→ Given information:
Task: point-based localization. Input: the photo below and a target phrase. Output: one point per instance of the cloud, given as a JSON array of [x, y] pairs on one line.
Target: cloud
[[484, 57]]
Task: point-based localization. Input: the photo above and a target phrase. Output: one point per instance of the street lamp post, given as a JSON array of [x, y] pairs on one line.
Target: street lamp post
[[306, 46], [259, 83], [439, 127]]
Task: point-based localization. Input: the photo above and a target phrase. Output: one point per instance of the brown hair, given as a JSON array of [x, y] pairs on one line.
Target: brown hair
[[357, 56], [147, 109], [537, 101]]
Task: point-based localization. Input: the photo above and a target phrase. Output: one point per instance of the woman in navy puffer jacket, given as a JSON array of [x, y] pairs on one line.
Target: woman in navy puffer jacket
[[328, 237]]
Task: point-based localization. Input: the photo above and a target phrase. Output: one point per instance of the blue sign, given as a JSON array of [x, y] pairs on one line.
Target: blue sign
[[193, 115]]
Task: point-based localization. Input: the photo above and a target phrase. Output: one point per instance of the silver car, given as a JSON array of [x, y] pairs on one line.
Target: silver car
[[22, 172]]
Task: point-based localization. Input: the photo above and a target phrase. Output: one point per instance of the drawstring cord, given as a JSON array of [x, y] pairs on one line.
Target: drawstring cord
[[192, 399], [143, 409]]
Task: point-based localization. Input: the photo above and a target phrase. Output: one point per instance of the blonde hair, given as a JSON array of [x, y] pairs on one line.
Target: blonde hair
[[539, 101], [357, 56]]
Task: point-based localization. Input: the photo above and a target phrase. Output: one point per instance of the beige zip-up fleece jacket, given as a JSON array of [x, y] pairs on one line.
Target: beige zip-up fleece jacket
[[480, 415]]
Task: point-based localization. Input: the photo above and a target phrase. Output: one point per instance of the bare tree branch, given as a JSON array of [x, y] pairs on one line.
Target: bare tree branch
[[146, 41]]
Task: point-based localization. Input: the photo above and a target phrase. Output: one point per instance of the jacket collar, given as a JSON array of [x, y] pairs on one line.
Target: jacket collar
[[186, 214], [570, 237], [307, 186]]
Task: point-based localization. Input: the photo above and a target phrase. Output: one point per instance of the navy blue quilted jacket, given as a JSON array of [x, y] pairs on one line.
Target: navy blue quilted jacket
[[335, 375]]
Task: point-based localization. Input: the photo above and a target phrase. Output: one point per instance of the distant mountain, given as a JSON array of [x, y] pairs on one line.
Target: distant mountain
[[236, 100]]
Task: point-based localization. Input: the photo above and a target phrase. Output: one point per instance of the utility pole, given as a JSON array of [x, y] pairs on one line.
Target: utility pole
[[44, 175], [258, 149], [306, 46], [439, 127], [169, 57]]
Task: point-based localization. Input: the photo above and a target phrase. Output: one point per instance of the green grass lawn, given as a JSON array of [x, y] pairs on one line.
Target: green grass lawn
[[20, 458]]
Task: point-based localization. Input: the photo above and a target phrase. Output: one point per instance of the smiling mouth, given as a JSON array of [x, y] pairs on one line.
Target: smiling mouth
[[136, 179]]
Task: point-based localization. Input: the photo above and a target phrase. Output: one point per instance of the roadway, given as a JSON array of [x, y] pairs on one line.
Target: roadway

→ Try it: Among the lines above, show every one that contains the string "roadway".

→ Answer below:
Task: point-based localization. Input: the photo above and a target phrase. Output: one point per instance of the roadway, given as a JSON array of [x, y] pairs on one line.
Target: roadway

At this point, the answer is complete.